Exercise objective =
How many lines in the records below contain the string "green"? Case counts. Reply with the number only.
====
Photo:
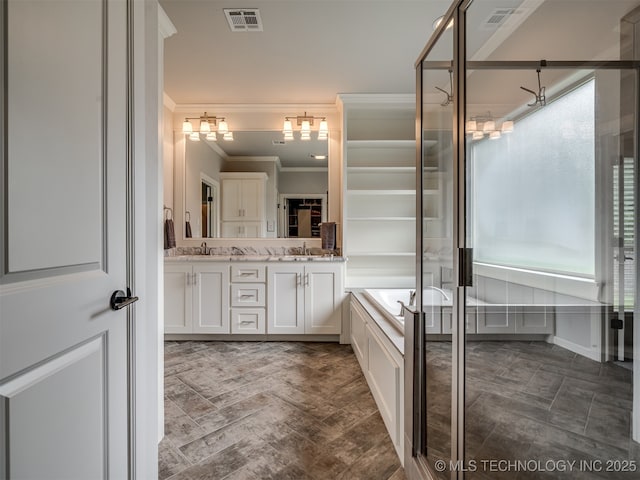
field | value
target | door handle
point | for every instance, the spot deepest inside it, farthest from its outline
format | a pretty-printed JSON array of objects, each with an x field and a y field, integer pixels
[{"x": 119, "y": 299}]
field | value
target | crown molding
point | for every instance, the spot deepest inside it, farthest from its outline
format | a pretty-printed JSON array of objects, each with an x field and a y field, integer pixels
[
  {"x": 166, "y": 28},
  {"x": 276, "y": 108}
]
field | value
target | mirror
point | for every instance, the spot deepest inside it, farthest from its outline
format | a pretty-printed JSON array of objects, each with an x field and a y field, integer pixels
[{"x": 256, "y": 186}]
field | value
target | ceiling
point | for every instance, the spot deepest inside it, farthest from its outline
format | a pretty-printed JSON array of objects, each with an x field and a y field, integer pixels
[
  {"x": 308, "y": 51},
  {"x": 311, "y": 50},
  {"x": 292, "y": 154}
]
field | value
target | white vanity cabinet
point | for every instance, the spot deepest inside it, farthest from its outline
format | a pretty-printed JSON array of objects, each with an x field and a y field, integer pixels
[
  {"x": 196, "y": 298},
  {"x": 242, "y": 206},
  {"x": 304, "y": 299},
  {"x": 248, "y": 292}
]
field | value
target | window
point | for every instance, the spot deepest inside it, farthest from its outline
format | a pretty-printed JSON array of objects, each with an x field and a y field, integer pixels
[{"x": 534, "y": 190}]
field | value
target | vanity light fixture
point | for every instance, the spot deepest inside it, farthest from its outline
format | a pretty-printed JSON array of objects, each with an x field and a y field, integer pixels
[
  {"x": 205, "y": 127},
  {"x": 305, "y": 122},
  {"x": 482, "y": 125}
]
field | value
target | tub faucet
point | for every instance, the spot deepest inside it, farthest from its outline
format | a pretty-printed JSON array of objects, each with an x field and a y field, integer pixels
[
  {"x": 442, "y": 292},
  {"x": 403, "y": 307}
]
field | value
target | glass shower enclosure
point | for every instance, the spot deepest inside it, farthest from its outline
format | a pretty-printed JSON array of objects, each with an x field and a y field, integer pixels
[{"x": 521, "y": 362}]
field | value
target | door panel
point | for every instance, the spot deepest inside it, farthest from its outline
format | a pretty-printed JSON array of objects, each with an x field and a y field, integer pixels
[
  {"x": 63, "y": 351},
  {"x": 66, "y": 161},
  {"x": 177, "y": 299},
  {"x": 285, "y": 299},
  {"x": 74, "y": 385},
  {"x": 211, "y": 300},
  {"x": 322, "y": 309}
]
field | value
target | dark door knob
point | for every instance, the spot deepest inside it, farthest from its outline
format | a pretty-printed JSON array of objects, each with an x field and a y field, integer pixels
[{"x": 119, "y": 299}]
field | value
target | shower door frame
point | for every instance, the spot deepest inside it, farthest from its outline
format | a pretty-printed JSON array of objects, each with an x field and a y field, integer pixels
[{"x": 416, "y": 464}]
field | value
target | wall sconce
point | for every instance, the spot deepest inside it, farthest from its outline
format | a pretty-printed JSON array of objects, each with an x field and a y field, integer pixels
[
  {"x": 305, "y": 122},
  {"x": 206, "y": 122},
  {"x": 485, "y": 124}
]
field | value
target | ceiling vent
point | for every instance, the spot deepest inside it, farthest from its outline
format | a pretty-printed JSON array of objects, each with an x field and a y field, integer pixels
[
  {"x": 243, "y": 19},
  {"x": 499, "y": 16}
]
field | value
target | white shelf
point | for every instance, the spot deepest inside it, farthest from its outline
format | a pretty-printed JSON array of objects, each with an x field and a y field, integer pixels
[
  {"x": 381, "y": 144},
  {"x": 385, "y": 169},
  {"x": 381, "y": 192},
  {"x": 375, "y": 219},
  {"x": 380, "y": 254}
]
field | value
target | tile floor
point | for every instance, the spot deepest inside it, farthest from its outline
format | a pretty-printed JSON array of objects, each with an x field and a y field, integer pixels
[
  {"x": 534, "y": 400},
  {"x": 271, "y": 410}
]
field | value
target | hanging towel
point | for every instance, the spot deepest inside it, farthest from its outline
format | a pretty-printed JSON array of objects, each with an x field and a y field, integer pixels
[
  {"x": 169, "y": 234},
  {"x": 328, "y": 235}
]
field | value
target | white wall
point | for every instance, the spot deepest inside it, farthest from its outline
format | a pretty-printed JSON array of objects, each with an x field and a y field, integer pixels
[
  {"x": 167, "y": 157},
  {"x": 202, "y": 159}
]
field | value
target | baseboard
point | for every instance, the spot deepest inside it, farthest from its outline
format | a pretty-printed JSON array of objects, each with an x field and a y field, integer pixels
[
  {"x": 575, "y": 348},
  {"x": 251, "y": 338}
]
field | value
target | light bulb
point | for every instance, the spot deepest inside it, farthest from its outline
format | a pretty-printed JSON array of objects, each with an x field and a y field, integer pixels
[
  {"x": 472, "y": 126},
  {"x": 507, "y": 127},
  {"x": 204, "y": 126},
  {"x": 489, "y": 126}
]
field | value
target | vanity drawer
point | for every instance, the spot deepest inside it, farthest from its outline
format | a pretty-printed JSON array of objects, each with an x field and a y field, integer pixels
[
  {"x": 247, "y": 273},
  {"x": 248, "y": 320},
  {"x": 247, "y": 295}
]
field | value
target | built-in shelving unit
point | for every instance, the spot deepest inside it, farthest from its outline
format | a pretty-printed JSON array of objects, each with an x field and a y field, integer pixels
[{"x": 379, "y": 152}]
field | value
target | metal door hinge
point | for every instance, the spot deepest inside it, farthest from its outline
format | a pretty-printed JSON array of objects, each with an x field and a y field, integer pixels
[{"x": 465, "y": 267}]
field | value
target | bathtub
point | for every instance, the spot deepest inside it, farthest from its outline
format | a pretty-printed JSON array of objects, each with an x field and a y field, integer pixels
[{"x": 386, "y": 300}]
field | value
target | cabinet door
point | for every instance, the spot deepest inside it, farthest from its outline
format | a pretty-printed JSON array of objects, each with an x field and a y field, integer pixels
[
  {"x": 231, "y": 199},
  {"x": 243, "y": 229},
  {"x": 323, "y": 299},
  {"x": 285, "y": 299},
  {"x": 253, "y": 200},
  {"x": 211, "y": 299},
  {"x": 177, "y": 298}
]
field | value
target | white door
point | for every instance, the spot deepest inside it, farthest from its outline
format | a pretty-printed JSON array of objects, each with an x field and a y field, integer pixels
[
  {"x": 63, "y": 350},
  {"x": 322, "y": 299},
  {"x": 285, "y": 299}
]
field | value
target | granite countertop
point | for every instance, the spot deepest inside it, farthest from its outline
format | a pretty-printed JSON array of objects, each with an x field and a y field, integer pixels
[{"x": 254, "y": 258}]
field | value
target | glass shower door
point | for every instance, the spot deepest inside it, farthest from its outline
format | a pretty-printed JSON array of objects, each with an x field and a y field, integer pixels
[{"x": 432, "y": 341}]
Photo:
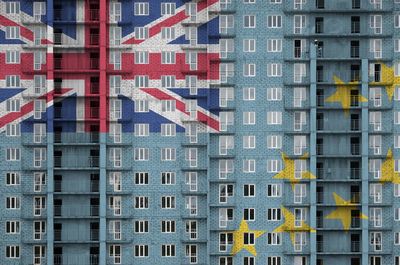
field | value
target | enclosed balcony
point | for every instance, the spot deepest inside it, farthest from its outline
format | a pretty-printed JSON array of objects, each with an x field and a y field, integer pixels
[
  {"x": 76, "y": 259},
  {"x": 76, "y": 138},
  {"x": 72, "y": 211}
]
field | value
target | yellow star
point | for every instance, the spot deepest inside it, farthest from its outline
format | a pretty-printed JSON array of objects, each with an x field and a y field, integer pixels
[
  {"x": 238, "y": 239},
  {"x": 387, "y": 170},
  {"x": 288, "y": 172},
  {"x": 343, "y": 94},
  {"x": 388, "y": 80},
  {"x": 343, "y": 211},
  {"x": 289, "y": 225}
]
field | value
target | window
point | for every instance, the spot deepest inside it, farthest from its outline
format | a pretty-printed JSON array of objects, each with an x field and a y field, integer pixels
[
  {"x": 141, "y": 251},
  {"x": 13, "y": 81},
  {"x": 249, "y": 45},
  {"x": 141, "y": 202},
  {"x": 273, "y": 238},
  {"x": 168, "y": 202},
  {"x": 226, "y": 167},
  {"x": 300, "y": 72},
  {"x": 13, "y": 129},
  {"x": 300, "y": 192},
  {"x": 13, "y": 203},
  {"x": 249, "y": 261},
  {"x": 274, "y": 21},
  {"x": 274, "y": 69},
  {"x": 168, "y": 226},
  {"x": 376, "y": 23},
  {"x": 141, "y": 9},
  {"x": 274, "y": 190},
  {"x": 12, "y": 227},
  {"x": 141, "y": 226},
  {"x": 249, "y": 21},
  {"x": 115, "y": 253},
  {"x": 168, "y": 129},
  {"x": 141, "y": 33},
  {"x": 12, "y": 8},
  {"x": 168, "y": 250},
  {"x": 226, "y": 94},
  {"x": 141, "y": 106},
  {"x": 249, "y": 118},
  {"x": 249, "y": 70},
  {"x": 115, "y": 12},
  {"x": 375, "y": 192},
  {"x": 12, "y": 252},
  {"x": 39, "y": 155},
  {"x": 13, "y": 154},
  {"x": 299, "y": 24},
  {"x": 226, "y": 22},
  {"x": 167, "y": 9},
  {"x": 375, "y": 217},
  {"x": 274, "y": 260},
  {"x": 168, "y": 178},
  {"x": 141, "y": 178},
  {"x": 141, "y": 154},
  {"x": 274, "y": 117},
  {"x": 115, "y": 205},
  {"x": 249, "y": 142},
  {"x": 274, "y": 45},
  {"x": 376, "y": 240},
  {"x": 249, "y": 93},
  {"x": 12, "y": 57},
  {"x": 12, "y": 178},
  {"x": 249, "y": 214},
  {"x": 249, "y": 166},
  {"x": 273, "y": 166},
  {"x": 12, "y": 33},
  {"x": 274, "y": 214},
  {"x": 168, "y": 154},
  {"x": 274, "y": 141},
  {"x": 274, "y": 93},
  {"x": 168, "y": 57},
  {"x": 141, "y": 129}
]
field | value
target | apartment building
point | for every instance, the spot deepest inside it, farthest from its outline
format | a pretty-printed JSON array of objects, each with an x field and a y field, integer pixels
[{"x": 218, "y": 132}]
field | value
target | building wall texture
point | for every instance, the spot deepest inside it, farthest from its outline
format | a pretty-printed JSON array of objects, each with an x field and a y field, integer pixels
[{"x": 213, "y": 132}]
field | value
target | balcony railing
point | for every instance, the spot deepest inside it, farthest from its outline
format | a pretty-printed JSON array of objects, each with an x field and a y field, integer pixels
[
  {"x": 342, "y": 173},
  {"x": 76, "y": 138},
  {"x": 76, "y": 259},
  {"x": 76, "y": 162},
  {"x": 93, "y": 187},
  {"x": 92, "y": 64},
  {"x": 73, "y": 211}
]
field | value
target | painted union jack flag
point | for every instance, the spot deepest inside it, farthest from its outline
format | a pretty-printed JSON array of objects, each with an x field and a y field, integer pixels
[{"x": 162, "y": 63}]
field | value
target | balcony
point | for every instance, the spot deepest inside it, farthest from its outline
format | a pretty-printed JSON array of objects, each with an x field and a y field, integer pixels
[
  {"x": 72, "y": 211},
  {"x": 73, "y": 237},
  {"x": 94, "y": 39},
  {"x": 76, "y": 162},
  {"x": 76, "y": 65},
  {"x": 355, "y": 222},
  {"x": 339, "y": 173},
  {"x": 76, "y": 138},
  {"x": 355, "y": 149},
  {"x": 86, "y": 187},
  {"x": 355, "y": 246},
  {"x": 76, "y": 259},
  {"x": 94, "y": 15}
]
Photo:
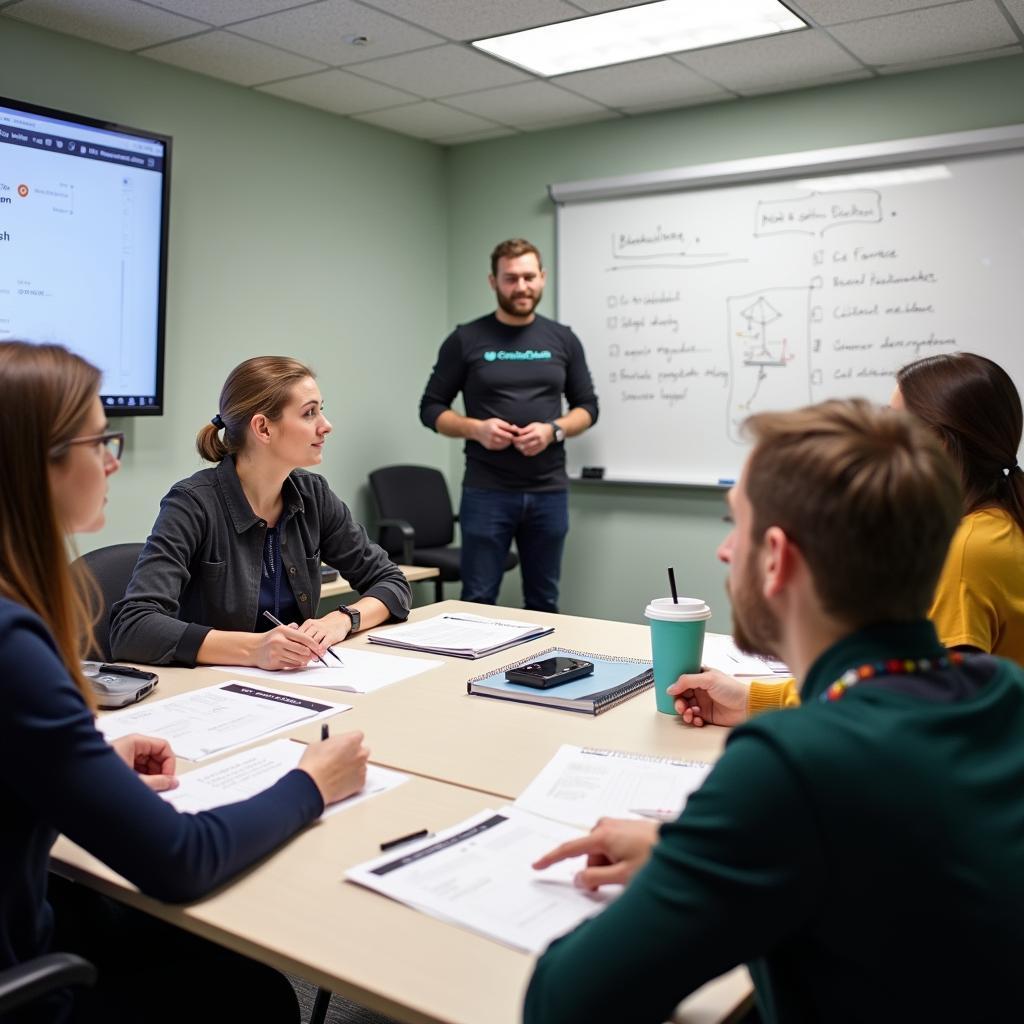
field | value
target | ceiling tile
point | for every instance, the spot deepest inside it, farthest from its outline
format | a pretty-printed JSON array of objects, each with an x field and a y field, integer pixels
[
  {"x": 478, "y": 18},
  {"x": 224, "y": 55},
  {"x": 339, "y": 92},
  {"x": 525, "y": 105},
  {"x": 426, "y": 121},
  {"x": 641, "y": 83},
  {"x": 678, "y": 104},
  {"x": 318, "y": 31},
  {"x": 224, "y": 11},
  {"x": 600, "y": 6},
  {"x": 475, "y": 136},
  {"x": 123, "y": 24},
  {"x": 773, "y": 60},
  {"x": 837, "y": 11},
  {"x": 1006, "y": 51},
  {"x": 808, "y": 82},
  {"x": 1016, "y": 9},
  {"x": 441, "y": 71},
  {"x": 922, "y": 35}
]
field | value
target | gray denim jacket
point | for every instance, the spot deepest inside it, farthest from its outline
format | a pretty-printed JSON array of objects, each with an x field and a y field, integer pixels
[{"x": 200, "y": 569}]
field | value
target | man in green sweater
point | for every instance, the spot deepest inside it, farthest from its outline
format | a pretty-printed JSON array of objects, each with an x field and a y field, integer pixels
[{"x": 862, "y": 853}]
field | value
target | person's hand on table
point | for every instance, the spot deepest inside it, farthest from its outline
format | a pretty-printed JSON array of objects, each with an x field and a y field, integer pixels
[
  {"x": 711, "y": 697},
  {"x": 285, "y": 647},
  {"x": 495, "y": 434},
  {"x": 151, "y": 758},
  {"x": 337, "y": 765},
  {"x": 328, "y": 631},
  {"x": 534, "y": 438},
  {"x": 615, "y": 850}
]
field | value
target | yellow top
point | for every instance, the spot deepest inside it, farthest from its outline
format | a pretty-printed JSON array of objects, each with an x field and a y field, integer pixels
[{"x": 979, "y": 600}]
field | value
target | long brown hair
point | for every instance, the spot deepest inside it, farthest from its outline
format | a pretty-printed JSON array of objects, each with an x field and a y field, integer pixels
[
  {"x": 974, "y": 407},
  {"x": 262, "y": 384},
  {"x": 46, "y": 394}
]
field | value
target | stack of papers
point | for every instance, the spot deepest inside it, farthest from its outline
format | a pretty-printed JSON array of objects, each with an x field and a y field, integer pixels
[
  {"x": 581, "y": 784},
  {"x": 460, "y": 635},
  {"x": 721, "y": 652},
  {"x": 356, "y": 672},
  {"x": 245, "y": 774},
  {"x": 478, "y": 873},
  {"x": 216, "y": 719}
]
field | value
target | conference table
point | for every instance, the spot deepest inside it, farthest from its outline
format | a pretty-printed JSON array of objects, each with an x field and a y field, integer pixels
[
  {"x": 463, "y": 754},
  {"x": 414, "y": 573}
]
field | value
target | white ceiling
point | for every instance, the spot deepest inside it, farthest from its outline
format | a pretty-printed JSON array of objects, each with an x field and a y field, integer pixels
[{"x": 416, "y": 73}]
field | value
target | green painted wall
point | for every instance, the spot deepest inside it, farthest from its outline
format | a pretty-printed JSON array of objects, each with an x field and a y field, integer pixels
[
  {"x": 292, "y": 231},
  {"x": 622, "y": 539},
  {"x": 297, "y": 231}
]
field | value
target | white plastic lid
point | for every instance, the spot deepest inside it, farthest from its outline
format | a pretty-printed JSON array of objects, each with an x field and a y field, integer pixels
[{"x": 689, "y": 609}]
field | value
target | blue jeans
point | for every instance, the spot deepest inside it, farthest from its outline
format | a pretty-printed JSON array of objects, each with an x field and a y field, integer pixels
[{"x": 489, "y": 519}]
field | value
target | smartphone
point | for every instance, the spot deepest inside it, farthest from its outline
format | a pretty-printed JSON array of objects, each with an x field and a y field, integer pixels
[
  {"x": 118, "y": 685},
  {"x": 550, "y": 672}
]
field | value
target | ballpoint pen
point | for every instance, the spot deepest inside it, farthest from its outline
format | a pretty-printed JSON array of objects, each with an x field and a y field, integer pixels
[{"x": 278, "y": 622}]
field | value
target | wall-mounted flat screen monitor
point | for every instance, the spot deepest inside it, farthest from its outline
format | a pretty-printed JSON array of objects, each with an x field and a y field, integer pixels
[{"x": 83, "y": 245}]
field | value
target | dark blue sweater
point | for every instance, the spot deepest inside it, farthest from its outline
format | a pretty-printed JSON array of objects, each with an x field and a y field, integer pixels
[{"x": 57, "y": 774}]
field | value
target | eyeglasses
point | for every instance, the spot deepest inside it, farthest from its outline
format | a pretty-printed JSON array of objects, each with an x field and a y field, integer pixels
[{"x": 113, "y": 442}]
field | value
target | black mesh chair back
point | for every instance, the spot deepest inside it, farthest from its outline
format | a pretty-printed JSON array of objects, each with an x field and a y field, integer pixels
[{"x": 112, "y": 568}]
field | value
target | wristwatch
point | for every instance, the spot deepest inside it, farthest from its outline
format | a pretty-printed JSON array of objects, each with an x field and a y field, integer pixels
[{"x": 353, "y": 614}]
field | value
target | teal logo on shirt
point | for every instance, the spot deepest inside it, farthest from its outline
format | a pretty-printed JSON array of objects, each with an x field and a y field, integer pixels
[{"x": 528, "y": 354}]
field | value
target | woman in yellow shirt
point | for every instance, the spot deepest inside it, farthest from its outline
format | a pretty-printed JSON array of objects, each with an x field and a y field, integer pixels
[{"x": 974, "y": 407}]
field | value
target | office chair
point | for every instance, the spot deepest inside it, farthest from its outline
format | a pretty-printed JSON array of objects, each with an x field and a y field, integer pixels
[
  {"x": 112, "y": 567},
  {"x": 28, "y": 981},
  {"x": 417, "y": 521}
]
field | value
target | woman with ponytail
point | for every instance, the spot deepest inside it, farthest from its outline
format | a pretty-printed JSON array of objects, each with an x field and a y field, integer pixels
[
  {"x": 975, "y": 409},
  {"x": 58, "y": 774},
  {"x": 247, "y": 538},
  {"x": 973, "y": 406}
]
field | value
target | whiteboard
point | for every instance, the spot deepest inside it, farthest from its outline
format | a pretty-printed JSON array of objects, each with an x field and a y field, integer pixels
[{"x": 793, "y": 282}]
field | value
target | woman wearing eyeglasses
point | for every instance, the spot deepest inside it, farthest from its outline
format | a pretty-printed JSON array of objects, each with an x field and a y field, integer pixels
[
  {"x": 58, "y": 774},
  {"x": 243, "y": 542}
]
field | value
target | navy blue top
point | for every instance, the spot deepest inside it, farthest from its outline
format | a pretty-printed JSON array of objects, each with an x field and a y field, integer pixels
[
  {"x": 274, "y": 594},
  {"x": 57, "y": 774}
]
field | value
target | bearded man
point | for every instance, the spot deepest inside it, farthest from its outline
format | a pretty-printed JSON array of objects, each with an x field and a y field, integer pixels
[
  {"x": 862, "y": 853},
  {"x": 513, "y": 368}
]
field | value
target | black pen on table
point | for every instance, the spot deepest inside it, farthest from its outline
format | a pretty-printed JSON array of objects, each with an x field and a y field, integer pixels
[
  {"x": 391, "y": 843},
  {"x": 278, "y": 622}
]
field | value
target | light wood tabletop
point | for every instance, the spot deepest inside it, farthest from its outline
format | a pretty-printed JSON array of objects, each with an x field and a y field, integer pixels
[
  {"x": 463, "y": 754},
  {"x": 414, "y": 573}
]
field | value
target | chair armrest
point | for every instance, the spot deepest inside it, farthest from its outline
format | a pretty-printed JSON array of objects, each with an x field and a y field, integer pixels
[
  {"x": 408, "y": 537},
  {"x": 25, "y": 982}
]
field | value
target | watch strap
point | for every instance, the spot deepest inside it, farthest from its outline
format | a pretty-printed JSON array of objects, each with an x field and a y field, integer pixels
[{"x": 353, "y": 614}]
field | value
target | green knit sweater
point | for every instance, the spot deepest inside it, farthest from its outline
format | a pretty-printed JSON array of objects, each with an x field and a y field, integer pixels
[{"x": 864, "y": 857}]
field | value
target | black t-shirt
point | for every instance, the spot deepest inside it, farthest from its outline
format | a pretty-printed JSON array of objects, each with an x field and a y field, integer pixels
[{"x": 519, "y": 375}]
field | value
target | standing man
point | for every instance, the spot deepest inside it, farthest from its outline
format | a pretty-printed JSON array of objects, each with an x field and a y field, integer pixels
[{"x": 512, "y": 367}]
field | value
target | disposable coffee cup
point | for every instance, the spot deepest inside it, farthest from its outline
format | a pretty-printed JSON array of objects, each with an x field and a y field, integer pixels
[{"x": 677, "y": 641}]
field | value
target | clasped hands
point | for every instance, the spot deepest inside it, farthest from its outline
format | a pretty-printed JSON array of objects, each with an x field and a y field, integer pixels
[{"x": 496, "y": 434}]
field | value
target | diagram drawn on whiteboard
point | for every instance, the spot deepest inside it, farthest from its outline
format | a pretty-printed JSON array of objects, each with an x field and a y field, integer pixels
[{"x": 769, "y": 352}]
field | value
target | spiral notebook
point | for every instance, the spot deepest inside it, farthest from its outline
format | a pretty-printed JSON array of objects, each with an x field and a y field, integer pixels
[{"x": 614, "y": 680}]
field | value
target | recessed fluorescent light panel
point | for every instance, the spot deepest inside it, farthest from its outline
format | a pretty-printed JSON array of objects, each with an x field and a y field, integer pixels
[{"x": 644, "y": 31}]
====
Final result =
3